RAW RECORDS:
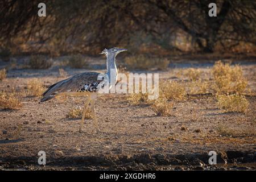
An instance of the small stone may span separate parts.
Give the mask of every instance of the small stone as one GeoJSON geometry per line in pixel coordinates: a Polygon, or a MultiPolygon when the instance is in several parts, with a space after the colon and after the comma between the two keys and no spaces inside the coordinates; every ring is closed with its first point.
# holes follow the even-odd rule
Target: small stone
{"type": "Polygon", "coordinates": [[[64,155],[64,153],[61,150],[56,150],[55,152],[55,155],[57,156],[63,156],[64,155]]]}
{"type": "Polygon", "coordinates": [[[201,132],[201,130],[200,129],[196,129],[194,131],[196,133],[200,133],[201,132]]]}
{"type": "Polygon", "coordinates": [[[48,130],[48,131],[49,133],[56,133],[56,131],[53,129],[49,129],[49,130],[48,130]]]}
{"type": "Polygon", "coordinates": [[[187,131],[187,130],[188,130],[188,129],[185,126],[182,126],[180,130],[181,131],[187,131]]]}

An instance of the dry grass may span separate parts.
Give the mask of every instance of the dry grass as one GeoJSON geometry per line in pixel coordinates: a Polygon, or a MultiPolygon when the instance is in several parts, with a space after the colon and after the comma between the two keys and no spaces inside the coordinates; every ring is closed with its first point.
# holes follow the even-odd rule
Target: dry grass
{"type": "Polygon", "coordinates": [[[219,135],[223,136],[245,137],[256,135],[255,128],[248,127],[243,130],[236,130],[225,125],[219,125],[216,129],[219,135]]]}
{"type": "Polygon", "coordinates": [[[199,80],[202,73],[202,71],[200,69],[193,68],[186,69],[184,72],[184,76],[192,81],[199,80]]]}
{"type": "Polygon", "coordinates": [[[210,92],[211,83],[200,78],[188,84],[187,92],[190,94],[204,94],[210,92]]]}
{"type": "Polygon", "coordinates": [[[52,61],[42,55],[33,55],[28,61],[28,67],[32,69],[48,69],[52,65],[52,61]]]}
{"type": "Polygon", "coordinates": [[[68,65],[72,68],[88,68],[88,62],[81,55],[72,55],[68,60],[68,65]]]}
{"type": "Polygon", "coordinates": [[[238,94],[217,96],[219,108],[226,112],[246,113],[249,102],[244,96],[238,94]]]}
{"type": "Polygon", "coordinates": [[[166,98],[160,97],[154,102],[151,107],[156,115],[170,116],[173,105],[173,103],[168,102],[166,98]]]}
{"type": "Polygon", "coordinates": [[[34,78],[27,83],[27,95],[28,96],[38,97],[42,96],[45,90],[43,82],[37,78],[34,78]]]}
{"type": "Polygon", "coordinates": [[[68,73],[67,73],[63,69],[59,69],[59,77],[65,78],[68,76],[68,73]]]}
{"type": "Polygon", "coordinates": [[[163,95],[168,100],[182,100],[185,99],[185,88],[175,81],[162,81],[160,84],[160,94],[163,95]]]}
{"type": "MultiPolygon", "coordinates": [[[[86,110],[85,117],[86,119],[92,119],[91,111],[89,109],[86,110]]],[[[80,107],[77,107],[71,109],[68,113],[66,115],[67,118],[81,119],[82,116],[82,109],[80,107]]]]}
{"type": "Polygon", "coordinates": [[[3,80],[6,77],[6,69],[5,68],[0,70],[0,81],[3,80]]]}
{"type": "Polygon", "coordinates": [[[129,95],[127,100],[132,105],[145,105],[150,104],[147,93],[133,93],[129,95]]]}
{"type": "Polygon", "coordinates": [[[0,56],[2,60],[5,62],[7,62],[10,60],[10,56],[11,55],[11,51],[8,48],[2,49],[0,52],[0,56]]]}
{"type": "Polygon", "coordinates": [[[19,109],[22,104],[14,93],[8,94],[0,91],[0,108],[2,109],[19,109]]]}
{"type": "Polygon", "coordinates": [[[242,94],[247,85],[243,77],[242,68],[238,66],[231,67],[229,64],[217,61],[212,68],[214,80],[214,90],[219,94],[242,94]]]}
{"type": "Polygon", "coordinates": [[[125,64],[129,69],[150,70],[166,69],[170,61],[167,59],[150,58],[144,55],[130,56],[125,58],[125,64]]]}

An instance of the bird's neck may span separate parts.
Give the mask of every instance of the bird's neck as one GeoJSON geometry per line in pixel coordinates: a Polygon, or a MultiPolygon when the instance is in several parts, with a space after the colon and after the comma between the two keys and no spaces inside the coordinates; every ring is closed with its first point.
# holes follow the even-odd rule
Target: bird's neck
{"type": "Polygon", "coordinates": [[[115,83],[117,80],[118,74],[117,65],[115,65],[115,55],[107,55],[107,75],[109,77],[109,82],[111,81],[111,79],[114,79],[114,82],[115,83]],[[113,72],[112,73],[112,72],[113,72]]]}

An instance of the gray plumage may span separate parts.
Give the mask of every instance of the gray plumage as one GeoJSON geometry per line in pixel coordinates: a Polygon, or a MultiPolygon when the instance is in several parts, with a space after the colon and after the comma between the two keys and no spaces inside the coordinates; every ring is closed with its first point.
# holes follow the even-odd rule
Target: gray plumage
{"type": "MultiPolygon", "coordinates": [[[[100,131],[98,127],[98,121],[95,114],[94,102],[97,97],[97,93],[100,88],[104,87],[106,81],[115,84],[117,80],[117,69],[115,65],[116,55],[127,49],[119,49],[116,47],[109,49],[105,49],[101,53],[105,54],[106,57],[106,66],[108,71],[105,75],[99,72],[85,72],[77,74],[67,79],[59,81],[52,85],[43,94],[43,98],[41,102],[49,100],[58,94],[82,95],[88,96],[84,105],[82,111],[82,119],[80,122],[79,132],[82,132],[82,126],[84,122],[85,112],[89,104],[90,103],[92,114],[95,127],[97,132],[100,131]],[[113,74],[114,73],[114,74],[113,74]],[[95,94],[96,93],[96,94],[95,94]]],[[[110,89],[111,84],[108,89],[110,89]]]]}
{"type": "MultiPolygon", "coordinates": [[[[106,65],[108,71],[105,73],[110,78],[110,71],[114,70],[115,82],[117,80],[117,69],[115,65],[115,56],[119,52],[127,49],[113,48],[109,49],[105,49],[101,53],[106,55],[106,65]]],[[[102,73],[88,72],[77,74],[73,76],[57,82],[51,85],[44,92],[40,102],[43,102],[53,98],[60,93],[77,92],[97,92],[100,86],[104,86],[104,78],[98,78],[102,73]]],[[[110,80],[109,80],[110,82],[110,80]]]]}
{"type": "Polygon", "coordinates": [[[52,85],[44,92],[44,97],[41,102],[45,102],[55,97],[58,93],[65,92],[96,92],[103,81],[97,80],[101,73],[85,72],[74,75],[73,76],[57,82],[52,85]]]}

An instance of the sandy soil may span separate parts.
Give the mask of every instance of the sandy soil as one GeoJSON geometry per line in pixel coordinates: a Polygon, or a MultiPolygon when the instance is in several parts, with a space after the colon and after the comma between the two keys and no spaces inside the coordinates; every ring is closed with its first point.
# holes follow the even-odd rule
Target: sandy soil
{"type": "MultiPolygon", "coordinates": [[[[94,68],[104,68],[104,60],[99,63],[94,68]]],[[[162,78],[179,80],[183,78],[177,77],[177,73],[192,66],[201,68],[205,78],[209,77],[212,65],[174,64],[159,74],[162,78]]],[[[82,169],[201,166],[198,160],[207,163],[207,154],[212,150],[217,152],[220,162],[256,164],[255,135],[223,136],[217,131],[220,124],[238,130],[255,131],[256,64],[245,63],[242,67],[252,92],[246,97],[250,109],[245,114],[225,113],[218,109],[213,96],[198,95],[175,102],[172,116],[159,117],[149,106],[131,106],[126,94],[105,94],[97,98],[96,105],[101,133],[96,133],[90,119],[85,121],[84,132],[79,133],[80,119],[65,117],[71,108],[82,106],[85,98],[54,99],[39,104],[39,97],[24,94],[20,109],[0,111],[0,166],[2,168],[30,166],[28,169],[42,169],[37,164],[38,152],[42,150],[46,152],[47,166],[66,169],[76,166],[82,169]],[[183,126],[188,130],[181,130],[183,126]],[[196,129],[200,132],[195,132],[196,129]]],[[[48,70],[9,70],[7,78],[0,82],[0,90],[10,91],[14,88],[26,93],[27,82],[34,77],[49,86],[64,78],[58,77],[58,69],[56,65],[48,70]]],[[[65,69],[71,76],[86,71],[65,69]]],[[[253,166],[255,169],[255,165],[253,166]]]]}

---

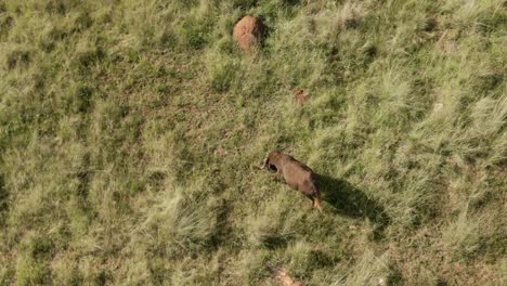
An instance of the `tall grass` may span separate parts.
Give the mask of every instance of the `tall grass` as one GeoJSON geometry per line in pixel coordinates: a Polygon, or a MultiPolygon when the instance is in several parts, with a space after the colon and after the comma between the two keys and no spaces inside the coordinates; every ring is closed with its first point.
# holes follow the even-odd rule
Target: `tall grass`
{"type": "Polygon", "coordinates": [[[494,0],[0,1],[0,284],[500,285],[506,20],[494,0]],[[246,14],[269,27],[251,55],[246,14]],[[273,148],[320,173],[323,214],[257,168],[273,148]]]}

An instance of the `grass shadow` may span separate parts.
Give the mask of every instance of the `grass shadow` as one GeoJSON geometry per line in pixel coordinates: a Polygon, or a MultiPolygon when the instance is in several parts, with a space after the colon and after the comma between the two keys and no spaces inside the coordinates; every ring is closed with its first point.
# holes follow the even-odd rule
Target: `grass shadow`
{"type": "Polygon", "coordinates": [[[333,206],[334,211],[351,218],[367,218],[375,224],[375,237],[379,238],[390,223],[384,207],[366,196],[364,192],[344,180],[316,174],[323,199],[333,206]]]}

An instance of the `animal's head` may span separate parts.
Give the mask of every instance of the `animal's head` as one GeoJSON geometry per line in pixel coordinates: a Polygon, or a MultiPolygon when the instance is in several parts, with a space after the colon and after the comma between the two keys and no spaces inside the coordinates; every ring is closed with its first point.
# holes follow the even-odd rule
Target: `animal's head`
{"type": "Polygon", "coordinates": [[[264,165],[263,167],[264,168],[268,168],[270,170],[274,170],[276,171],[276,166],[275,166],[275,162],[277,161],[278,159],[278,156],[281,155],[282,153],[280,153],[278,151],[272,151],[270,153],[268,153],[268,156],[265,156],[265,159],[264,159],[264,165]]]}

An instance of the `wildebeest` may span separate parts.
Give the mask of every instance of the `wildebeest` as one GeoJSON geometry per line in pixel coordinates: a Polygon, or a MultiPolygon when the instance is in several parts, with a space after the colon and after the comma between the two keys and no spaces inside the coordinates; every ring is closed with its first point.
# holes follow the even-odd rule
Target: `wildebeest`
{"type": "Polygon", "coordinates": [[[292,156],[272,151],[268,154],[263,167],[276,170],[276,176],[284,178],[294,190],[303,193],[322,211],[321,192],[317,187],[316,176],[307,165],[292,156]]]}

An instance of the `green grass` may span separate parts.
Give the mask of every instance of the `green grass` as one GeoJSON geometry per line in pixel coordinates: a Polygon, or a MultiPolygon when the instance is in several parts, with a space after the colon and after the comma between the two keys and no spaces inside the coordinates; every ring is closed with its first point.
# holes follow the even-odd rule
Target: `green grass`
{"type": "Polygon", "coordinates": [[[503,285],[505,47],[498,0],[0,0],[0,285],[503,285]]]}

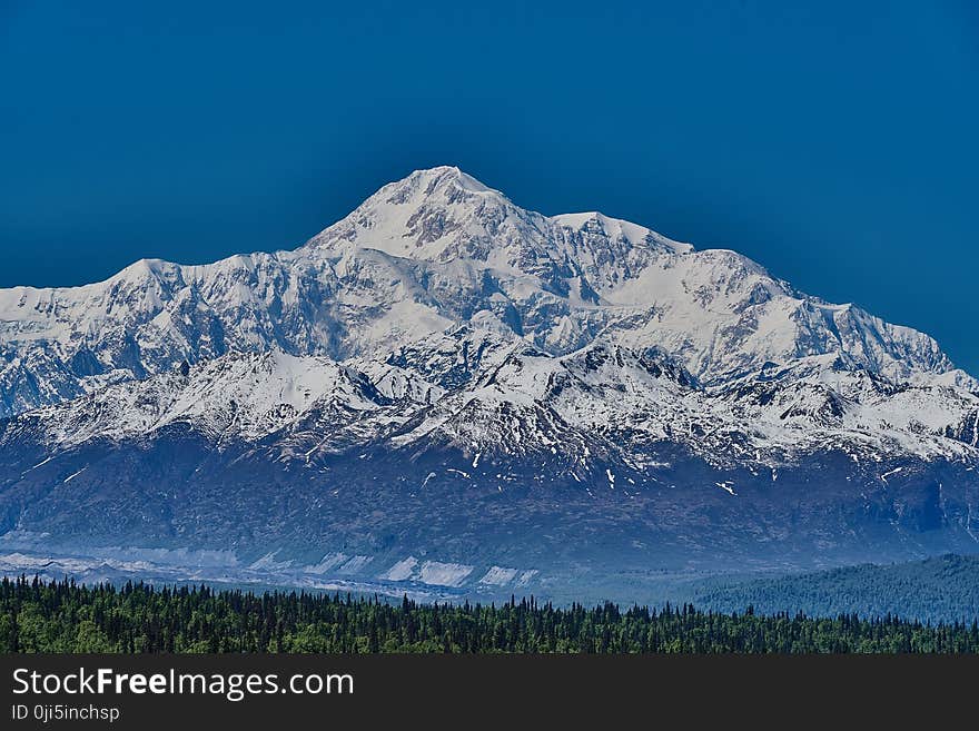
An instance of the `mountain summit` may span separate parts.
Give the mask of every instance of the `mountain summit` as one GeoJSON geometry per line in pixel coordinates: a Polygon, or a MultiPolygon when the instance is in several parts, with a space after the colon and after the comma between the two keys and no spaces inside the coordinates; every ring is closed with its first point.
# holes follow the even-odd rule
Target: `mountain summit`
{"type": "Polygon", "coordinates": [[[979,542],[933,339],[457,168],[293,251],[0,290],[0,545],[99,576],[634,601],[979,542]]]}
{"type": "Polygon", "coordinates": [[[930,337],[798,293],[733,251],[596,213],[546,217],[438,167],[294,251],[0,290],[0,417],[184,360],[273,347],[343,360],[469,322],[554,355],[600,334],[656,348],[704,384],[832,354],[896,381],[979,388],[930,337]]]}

PROMPT: Please pick out every line of the entries above that holds the word "sandy" and copy each one out in full.

SOLUTION FOR THIS TASK:
An instance of the sandy soil may span separate parts.
Give the mask of every instance of the sandy soil as one GeoJSON geometry per line in pixel coordinates: a Polygon, or a MultiPolygon when the instance is in several parts, with a space after the colon and after the comma between the two keys and no spaces inside the coordinates; every ring is closed with its first point.
Target: sandy soil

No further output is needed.